| Given passage |
□ □ □ □ □

It started on YouTube, the erstwhile free domain where creators and followers could connect beyond mainstream society’s watchful and increasingly hostile eye. Influencers of all stripes bonded with legions of men who flocked to unfiltered, raw, and entertaining content like bees to honey. Some influencers were academics like Jordan Peterson, philosophers like Stefan Molyneaux, investors like George Gammon, some reviewed tech like Marques Brownlee, some independent film makers like Casey Neistat, some gamers like PewDiePie, some comedians like Joe Rogan, others focused on style and fitness, like Alpha M. Whatever the case, the new marketplace of digital dads exposed men to a new world beyond the grind and new formulas for how to get there.


Men in the city concluded that escaping into entrepreneurial freedom, winning financial independence, or achieving influencer status was a man’s only hope for something better.

□ □ □ □ □

| Rows |
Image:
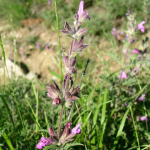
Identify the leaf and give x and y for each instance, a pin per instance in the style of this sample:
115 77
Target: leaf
120 130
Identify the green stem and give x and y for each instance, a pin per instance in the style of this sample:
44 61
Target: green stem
58 32
8 141
135 128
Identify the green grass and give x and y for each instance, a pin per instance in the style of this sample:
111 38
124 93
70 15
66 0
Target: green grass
26 112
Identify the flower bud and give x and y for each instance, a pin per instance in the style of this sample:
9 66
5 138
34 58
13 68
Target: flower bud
56 101
71 70
51 132
80 33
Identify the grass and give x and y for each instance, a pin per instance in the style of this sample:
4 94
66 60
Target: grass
26 112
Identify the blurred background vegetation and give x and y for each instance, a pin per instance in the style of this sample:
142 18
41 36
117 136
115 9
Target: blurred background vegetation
29 28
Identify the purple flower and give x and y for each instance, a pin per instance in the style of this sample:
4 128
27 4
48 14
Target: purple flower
123 75
76 130
56 101
144 118
81 11
137 71
141 26
114 31
142 98
124 51
129 117
43 142
49 2
136 51
38 46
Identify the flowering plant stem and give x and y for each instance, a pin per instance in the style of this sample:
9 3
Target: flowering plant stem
135 129
60 120
58 31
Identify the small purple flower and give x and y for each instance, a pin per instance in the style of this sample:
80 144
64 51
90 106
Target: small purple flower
76 130
80 11
114 31
56 101
144 118
137 71
129 117
124 51
136 51
21 52
38 46
123 75
142 98
43 142
141 26
125 104
49 2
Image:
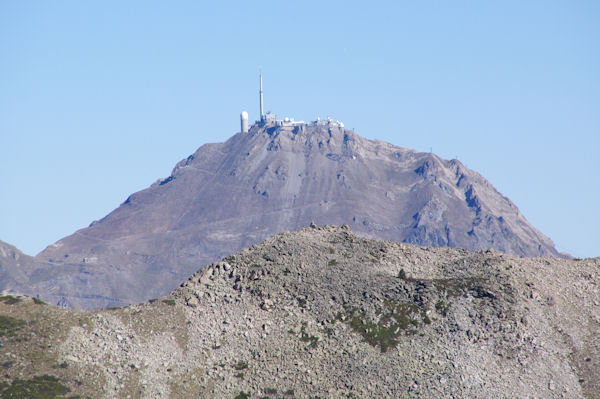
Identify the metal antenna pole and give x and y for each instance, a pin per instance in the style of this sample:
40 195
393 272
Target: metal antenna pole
262 114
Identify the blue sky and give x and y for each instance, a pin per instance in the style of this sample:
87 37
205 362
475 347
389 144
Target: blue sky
98 99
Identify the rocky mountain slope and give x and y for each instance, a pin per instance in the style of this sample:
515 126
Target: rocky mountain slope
322 312
230 195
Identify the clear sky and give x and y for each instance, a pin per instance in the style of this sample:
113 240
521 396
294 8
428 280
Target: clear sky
98 99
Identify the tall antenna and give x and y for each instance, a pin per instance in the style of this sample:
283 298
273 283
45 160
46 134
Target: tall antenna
262 114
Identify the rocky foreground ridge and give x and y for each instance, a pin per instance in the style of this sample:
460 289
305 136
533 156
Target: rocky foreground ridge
324 313
228 196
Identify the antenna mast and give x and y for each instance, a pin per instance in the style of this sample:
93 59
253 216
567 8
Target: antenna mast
262 114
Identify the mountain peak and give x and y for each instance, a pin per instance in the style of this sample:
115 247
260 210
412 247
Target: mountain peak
278 176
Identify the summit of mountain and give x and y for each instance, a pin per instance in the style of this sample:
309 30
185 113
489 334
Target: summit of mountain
278 177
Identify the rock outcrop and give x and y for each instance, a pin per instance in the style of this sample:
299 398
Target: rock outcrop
322 312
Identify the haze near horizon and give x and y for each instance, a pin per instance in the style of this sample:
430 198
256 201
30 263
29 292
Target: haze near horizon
99 100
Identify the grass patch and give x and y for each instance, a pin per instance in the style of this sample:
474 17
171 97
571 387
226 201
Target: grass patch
301 302
241 365
442 307
393 321
9 325
304 337
242 395
39 387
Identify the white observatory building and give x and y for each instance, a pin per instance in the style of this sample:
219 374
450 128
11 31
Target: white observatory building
244 121
270 119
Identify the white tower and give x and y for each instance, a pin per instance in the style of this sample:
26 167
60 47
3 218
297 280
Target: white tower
262 114
244 121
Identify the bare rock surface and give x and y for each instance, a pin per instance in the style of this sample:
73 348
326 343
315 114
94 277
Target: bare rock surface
322 312
228 196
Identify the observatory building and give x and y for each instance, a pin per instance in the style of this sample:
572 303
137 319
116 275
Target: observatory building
270 118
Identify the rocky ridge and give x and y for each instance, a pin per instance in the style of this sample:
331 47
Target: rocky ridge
322 312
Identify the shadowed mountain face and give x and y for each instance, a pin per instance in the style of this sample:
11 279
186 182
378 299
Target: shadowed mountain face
231 195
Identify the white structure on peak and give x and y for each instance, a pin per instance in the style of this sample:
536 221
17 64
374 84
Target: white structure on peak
270 118
244 121
262 114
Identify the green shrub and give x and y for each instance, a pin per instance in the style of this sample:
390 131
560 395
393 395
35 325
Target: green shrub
38 301
9 299
242 395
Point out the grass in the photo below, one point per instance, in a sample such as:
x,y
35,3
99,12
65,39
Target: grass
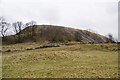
x,y
75,61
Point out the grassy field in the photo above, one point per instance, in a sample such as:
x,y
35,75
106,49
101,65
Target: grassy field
x,y
75,61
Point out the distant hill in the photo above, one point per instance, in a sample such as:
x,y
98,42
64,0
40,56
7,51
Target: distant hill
x,y
57,34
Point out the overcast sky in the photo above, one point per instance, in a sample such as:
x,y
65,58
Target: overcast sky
x,y
98,15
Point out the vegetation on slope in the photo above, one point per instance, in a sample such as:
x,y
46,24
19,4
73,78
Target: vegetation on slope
x,y
75,61
51,33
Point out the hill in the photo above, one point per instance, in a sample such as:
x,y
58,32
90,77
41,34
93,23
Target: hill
x,y
55,34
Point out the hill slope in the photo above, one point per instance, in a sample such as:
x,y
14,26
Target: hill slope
x,y
59,34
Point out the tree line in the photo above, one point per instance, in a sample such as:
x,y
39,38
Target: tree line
x,y
15,27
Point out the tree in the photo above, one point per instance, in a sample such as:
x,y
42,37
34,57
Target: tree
x,y
78,37
17,29
110,38
31,24
3,26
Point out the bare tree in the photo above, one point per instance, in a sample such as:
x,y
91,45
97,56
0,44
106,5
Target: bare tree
x,y
3,26
110,38
32,28
17,29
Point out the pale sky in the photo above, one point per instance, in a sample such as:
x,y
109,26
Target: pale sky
x,y
98,15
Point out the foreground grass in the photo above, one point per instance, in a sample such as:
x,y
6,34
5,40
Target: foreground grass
x,y
76,61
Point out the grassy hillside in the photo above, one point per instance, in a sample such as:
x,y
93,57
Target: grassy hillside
x,y
75,61
42,33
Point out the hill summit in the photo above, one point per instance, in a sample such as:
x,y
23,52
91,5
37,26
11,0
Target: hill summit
x,y
58,34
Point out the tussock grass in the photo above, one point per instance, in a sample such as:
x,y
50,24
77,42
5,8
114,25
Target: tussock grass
x,y
75,61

□ □ □ □ □

| What you need to do |
Summarize the passage about YouTube influencers in two sentences.

| Output |
YouTube began as a free space where creators and followers could connect away from mainstream society's increasingly hostile eye, and influencers of many kinds, including academics, philosophers, investors, tech reviewers, filmmakers, gamers, comedians, and style and fitness figures, drew large numbers of men with unfiltered, entertaining content. This marketplace of digital dads showed men a world beyond the grind, and men in the city concluded that entrepreneurial freedom, financial independence, or influencer status was a man's only hope for something better.